++++ AVAILABLE RECORDS
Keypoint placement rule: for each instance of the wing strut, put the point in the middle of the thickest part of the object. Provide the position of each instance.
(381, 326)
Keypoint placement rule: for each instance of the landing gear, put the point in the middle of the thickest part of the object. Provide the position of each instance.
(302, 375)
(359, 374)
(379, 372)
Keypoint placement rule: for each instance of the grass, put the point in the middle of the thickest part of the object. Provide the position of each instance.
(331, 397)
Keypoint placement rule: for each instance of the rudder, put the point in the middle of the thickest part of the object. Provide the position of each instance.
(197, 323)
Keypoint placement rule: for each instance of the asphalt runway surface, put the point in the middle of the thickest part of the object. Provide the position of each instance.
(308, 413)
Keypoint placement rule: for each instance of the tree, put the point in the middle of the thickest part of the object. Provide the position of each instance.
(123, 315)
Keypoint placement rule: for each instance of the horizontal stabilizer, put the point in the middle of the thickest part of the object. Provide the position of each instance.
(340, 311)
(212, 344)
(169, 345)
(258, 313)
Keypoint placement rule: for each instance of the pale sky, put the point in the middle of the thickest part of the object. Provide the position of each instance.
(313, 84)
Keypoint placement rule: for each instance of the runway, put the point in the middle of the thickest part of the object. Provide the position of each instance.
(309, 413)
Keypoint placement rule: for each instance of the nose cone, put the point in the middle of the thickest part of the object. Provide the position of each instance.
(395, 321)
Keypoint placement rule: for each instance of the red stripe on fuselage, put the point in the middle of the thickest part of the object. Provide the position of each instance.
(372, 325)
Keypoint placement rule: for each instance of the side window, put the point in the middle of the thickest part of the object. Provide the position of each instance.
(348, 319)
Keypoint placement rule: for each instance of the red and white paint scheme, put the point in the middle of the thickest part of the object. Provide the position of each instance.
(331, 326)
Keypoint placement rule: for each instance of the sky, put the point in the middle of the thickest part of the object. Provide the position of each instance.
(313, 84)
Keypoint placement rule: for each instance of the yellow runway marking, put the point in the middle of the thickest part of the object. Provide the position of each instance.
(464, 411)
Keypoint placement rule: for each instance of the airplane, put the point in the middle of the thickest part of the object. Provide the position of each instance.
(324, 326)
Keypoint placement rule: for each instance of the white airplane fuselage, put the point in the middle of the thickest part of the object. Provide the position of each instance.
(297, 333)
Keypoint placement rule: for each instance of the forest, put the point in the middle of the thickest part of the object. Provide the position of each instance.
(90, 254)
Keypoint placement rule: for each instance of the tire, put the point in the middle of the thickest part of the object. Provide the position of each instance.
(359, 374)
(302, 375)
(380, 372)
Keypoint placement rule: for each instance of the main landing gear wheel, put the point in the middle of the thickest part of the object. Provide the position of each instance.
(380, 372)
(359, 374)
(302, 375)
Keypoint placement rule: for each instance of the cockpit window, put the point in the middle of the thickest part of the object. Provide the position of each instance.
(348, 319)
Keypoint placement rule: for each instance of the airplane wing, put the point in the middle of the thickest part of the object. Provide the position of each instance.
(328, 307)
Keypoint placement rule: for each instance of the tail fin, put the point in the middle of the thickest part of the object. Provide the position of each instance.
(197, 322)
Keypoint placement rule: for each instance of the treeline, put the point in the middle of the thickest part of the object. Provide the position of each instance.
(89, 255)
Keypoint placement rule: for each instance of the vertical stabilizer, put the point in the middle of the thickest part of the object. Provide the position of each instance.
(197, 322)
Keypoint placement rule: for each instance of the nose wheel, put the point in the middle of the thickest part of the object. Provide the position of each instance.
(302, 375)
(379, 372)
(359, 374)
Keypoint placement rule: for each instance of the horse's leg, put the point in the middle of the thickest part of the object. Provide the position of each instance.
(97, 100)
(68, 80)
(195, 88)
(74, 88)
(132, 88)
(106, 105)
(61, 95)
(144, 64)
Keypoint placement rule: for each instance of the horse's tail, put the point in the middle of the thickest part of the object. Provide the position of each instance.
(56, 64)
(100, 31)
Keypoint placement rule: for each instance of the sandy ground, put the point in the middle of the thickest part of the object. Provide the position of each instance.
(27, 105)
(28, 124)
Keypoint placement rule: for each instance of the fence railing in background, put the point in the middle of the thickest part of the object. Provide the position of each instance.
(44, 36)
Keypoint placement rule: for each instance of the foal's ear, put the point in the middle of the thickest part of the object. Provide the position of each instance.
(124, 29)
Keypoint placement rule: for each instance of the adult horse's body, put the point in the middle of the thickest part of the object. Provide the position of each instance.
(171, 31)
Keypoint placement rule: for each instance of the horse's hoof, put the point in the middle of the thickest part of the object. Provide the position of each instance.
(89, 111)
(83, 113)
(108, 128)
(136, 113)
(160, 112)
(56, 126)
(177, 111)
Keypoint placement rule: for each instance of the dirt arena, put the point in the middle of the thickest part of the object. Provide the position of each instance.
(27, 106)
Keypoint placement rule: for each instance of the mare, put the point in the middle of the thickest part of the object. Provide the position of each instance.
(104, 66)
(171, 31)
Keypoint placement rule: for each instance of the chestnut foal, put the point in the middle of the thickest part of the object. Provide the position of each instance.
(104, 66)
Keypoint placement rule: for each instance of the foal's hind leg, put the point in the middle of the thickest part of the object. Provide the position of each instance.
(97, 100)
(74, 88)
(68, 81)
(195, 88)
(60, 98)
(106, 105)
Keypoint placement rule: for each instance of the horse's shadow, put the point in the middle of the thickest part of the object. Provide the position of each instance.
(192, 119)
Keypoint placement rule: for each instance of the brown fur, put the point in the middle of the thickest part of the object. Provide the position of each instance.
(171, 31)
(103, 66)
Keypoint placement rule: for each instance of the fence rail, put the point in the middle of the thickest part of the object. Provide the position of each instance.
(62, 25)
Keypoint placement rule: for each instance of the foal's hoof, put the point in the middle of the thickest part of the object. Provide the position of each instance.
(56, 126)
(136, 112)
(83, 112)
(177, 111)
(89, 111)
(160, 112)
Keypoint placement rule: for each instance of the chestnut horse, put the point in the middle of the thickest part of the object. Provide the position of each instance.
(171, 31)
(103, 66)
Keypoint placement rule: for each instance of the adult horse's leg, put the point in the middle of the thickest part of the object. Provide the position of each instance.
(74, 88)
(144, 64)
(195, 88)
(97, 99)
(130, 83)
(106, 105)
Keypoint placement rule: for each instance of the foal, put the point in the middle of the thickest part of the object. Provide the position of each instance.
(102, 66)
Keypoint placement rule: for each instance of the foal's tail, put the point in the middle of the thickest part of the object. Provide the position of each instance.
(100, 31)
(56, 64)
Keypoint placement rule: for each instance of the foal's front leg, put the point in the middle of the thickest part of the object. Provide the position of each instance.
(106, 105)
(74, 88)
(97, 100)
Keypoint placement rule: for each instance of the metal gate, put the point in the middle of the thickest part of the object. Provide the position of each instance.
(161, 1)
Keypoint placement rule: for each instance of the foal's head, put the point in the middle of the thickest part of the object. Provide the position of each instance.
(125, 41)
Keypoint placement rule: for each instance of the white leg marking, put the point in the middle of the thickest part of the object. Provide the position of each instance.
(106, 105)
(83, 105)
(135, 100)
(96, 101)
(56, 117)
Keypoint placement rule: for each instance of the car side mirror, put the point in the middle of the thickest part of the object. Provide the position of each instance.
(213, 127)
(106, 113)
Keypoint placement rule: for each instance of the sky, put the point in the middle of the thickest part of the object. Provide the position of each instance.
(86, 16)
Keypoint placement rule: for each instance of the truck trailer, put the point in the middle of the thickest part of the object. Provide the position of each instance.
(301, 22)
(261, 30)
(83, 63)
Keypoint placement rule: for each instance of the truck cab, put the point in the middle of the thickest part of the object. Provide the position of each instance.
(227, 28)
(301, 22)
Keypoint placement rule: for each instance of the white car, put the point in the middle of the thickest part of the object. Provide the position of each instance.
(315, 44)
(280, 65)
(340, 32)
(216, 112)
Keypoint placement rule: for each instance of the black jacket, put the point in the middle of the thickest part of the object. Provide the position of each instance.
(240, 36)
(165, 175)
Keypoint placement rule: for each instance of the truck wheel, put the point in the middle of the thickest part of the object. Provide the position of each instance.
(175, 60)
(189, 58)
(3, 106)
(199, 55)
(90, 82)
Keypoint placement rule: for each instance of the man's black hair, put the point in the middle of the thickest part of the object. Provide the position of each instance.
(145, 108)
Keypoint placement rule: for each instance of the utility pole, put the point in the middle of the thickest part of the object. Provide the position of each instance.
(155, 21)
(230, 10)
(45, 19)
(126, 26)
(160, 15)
++++++++
++++ AVAILABLE RECORDS
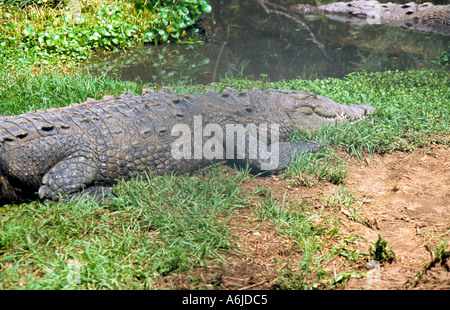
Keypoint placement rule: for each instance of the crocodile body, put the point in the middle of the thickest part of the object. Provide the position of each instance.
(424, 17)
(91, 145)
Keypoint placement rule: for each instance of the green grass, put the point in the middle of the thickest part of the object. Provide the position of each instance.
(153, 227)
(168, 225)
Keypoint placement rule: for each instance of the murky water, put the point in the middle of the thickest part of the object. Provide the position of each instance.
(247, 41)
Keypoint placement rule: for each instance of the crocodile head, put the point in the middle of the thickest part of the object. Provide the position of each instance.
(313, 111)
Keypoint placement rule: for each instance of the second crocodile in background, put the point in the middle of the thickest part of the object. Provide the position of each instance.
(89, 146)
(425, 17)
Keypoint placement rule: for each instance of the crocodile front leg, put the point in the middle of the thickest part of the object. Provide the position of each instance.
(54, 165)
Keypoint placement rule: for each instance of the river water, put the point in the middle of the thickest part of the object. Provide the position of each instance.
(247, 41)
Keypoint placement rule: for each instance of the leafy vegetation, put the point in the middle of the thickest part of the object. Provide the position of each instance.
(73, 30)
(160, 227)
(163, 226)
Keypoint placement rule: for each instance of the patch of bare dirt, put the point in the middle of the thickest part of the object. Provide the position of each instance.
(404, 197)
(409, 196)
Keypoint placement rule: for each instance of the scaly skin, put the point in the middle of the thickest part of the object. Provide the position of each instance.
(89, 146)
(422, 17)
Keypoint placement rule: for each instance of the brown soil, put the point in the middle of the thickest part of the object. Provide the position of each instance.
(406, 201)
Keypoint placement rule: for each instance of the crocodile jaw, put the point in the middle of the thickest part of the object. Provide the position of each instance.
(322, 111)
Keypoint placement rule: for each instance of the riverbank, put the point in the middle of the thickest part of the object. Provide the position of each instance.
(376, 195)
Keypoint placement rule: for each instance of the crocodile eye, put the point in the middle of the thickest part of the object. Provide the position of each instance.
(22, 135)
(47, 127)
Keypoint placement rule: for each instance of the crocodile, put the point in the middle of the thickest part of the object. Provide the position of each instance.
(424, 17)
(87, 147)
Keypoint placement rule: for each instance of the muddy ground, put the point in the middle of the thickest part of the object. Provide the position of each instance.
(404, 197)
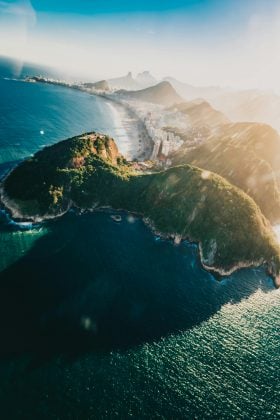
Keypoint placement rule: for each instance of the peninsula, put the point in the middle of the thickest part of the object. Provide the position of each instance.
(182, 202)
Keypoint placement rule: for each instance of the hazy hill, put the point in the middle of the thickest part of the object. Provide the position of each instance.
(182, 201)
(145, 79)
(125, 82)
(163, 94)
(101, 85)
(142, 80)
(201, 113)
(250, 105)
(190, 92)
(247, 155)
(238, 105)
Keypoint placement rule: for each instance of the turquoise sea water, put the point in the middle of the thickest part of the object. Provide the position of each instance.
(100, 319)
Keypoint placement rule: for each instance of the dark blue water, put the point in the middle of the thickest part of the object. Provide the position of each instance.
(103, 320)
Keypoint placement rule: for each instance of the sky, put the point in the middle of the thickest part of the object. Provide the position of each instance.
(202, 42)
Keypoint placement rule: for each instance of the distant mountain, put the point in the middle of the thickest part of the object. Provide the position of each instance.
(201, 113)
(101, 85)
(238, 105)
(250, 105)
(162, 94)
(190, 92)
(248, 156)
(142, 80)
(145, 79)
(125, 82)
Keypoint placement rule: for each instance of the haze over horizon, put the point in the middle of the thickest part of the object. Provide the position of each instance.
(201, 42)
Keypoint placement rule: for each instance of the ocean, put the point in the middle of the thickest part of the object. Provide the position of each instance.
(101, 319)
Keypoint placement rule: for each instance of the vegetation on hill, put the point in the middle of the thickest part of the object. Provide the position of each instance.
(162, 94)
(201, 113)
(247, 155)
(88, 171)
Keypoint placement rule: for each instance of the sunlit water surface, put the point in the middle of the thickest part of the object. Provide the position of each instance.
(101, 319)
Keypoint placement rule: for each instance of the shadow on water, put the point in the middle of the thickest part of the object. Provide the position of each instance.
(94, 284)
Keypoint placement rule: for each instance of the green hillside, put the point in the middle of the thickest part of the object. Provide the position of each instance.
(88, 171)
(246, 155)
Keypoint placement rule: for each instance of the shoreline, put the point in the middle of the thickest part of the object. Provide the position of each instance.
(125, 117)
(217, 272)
++++++++
PROMPT: Please pull out every line of the data above that contains the word "black".

COMPLETE ANSWER:
Keypoint placement rule: for each instance of the black jacket, put the point in the middle of the thickest part of the object. Provide the position of each instance.
Keypoint placement rule: for each instance of the man's black hair, put the point in the middle of the thickest part of the object. Provide the position of each instance.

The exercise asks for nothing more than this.